- REQUIRED WORK -
Arrange every line of the listing below as a JSON list of strings, one string per line, omitting blank lines.

- DATA FOR THIS EXERCISE -
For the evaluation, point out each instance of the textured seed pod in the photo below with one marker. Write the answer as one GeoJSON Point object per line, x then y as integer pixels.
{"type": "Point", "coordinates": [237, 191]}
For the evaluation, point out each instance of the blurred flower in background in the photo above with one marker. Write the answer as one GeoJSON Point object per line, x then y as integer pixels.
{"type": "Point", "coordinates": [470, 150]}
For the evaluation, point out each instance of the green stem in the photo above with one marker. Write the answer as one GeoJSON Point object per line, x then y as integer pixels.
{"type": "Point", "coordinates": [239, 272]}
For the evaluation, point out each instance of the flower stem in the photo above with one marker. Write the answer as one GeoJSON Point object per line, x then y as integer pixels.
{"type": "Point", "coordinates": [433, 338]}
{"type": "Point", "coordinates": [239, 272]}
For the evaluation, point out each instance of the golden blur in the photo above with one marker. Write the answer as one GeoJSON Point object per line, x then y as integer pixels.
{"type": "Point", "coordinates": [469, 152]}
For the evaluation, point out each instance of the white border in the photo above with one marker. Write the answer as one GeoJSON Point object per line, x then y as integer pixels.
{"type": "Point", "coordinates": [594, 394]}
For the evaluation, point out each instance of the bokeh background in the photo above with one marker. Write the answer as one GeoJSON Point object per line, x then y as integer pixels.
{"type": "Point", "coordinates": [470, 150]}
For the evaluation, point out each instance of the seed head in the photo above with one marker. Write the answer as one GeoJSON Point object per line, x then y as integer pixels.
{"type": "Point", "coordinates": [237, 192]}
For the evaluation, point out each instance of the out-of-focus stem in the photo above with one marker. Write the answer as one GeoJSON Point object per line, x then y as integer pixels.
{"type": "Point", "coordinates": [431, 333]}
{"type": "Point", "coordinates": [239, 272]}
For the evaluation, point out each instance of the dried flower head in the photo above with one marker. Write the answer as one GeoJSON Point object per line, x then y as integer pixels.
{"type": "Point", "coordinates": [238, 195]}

- COMPLETE ANSWER -
[
  "For the evaluation, point out each instance of the textured seed pod in the photo below with one marker. Write the answer as one GeoJSON Point object per line, x then y as integer pixels.",
  "{\"type\": \"Point\", \"coordinates\": [237, 191]}",
  "For the evaluation, point out each instance of the blurred flower in background in the photo above with one marker. Write the answer as one GeoJSON Point object per line, x then y as integer pixels.",
  "{\"type\": \"Point\", \"coordinates\": [470, 150]}",
  "For the evaluation, point out each instance of the green stem in the photo above with one marker. Write the answer as one GeoJSON Point object per line, x then y as integer pixels.",
  "{\"type\": \"Point\", \"coordinates\": [239, 272]}",
  "For the evaluation, point out each instance of the flower stem in the photo above with one marker. Write the answer as one GeoJSON Point object per line, x then y as integer pixels.",
  "{\"type\": \"Point\", \"coordinates\": [433, 338]}",
  "{\"type\": \"Point\", \"coordinates\": [239, 272]}",
  "For the evaluation, point out each instance of the golden blur in the photo above with one marker. Write the answer as one GeoJSON Point object per line, x then y as integer pixels.",
  "{\"type\": \"Point\", \"coordinates\": [469, 152]}",
  "For the evaluation, point out each instance of the white border in the photo above with one marker. Write the answer as one GeoJSON Point object per line, x then y as integer pixels.",
  "{\"type\": \"Point\", \"coordinates\": [594, 394]}",
  "For the evaluation, point out each instance of the bokeh background in the photo above with one marker. Write the answer as one GeoJSON Point object per line, x then y as integer pixels.",
  "{\"type\": \"Point\", \"coordinates\": [470, 150]}",
  "For the evaluation, point out each instance of the seed head in the photo above with one marker. Write the answer as one GeoJSON Point object per line, x then y as integer pixels.",
  "{\"type\": \"Point\", \"coordinates\": [237, 192]}",
  "For the evaluation, point out each instance of the out-of-focus stem in the photo above with one marker. Write the answer as one GeoJSON Point object per line, x then y as integer pixels.",
  "{\"type\": \"Point\", \"coordinates\": [431, 333]}",
  "{\"type\": \"Point\", \"coordinates\": [239, 272]}",
  "For the evaluation, point out each instance of the dried flower head in the photo above with one marker. Write the answer as one GeoJSON Point object per line, x then y as integer pixels.",
  "{\"type\": \"Point\", \"coordinates\": [238, 195]}"
]